### Work instruction
In the text on the U.S. economy, what annual rate of decline in gross domestic product did the Commerce Department report?

### Text segment
========

Published August 7, 2020
The Commerce Department said that the U.S. gross domestic product declined at a seasonally and inflation-adjusted 32.9 percent annual rate. It was the steepest drop in 70 years of record-keeping. The U.S. economy is driven by consumer spending, which represents about 70 percent of the U.S. economy. But if one can’t go to a restaurant or the hair salon, spending will decline. Spending on nondurable goods such as clothing and groceries fell by 15.95 percent. At the same time, spending on durable goods fell only by 1.4 percent. Plenty of stimulus money was not spent. The personal savings rate swelled, as worries over the virus and the economy caused people to retain cash.
The unemployment rate increased, with the number of people receiving unemployment benefits rising to 17 million in the week ending July 18.
While the economy slowed, the tech-heavy U.S. Nasdaq stock market traded at its highs, owing to stimulus from the government and the increase in money supply from the Federal Reserve. Without the stimulus, the economic decline would have been worse. However, some of the stimulus is running out.
Because of job losses, housing will become an issue as people are no longer able to afford their rent or mortgages. Commercial and retail real estate, which historically provided reliable cash flow and income, is also under pressure due to the bankruptcies of many well-known companies and the reconfiguration of how and where people work.

========

### Data segment
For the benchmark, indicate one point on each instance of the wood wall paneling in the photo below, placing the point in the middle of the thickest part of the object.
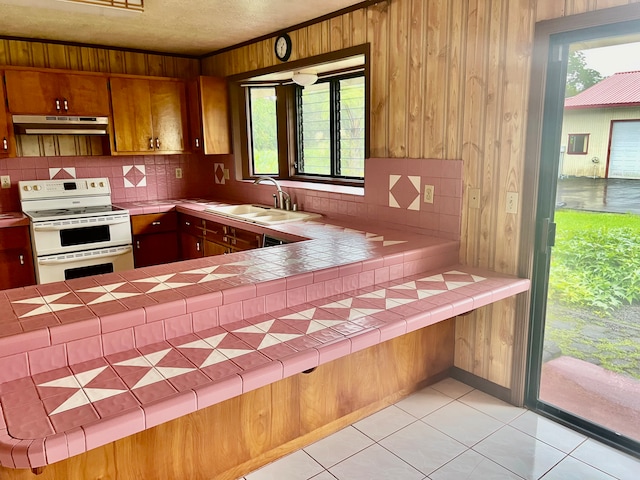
(449, 79)
(95, 59)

========

### Result of the exercise
A seasonally and inflation-adjusted 32.9 percent annual rate.